About this exercise
In the passage below on Israeli involvement in southern Syria, how many Syrians are said to have received medical treatment in Israeli hospitals?

Passage provided
There is a growing Israeli involvement in southern Syria, Elizabeth Tsurkov—a research fellow focusing on Syria at the Israeli think tank The Forum for Regional Thinking—reported in War on the Rocks last week. Israel’s increased involvement is the result of its realization that neither Russia nor the US are prepared to deal with Iran’s ever-growing presence in Syria, Tsurkov wrote, warning, however, that civilians and rebels in southern Syria are now expecting continued Israeli support, which is well outside its capability.
Before the Russian intervention of September 2015 in Syria, Israel encouraged the Obama administration to increase its support for the Free Syrian Army’s Southern Front, but the Obama White House was keeping its involvement to a minimum. Israel filled some of the gap with limited humanitarian aid, as well as medical treatment to more than 5,000 Syrians in Israeli hospitals.

Listed entries

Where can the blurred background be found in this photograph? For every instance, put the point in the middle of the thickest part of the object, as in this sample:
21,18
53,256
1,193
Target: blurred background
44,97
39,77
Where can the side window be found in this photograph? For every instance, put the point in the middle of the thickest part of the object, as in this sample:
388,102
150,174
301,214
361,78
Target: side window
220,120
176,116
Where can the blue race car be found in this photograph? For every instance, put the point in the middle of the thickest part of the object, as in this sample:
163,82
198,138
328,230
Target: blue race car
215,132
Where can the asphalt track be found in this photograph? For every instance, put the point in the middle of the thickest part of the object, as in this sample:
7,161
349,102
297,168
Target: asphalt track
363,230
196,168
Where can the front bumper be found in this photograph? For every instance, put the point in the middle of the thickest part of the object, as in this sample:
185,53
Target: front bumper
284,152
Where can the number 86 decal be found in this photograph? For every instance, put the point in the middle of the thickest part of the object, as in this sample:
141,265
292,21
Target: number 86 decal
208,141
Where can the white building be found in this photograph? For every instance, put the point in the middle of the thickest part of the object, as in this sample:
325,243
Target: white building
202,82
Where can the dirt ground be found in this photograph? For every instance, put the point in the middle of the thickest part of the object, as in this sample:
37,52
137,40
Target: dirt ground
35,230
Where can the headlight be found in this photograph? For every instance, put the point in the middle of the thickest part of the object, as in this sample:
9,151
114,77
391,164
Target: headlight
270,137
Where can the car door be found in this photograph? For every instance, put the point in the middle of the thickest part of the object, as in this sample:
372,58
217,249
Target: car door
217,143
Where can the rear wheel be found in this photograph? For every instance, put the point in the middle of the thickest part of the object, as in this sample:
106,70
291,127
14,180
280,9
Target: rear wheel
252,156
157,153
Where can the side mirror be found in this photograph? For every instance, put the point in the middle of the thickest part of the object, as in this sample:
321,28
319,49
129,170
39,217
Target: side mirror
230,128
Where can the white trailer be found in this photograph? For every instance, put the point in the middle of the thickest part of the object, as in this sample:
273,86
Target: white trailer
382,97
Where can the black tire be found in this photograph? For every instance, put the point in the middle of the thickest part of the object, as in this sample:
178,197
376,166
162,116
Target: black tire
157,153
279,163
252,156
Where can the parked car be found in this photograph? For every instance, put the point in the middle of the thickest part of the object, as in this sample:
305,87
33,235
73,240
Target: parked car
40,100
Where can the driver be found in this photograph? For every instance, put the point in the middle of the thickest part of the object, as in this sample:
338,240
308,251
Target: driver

Task output
More than 5,000 Syrians.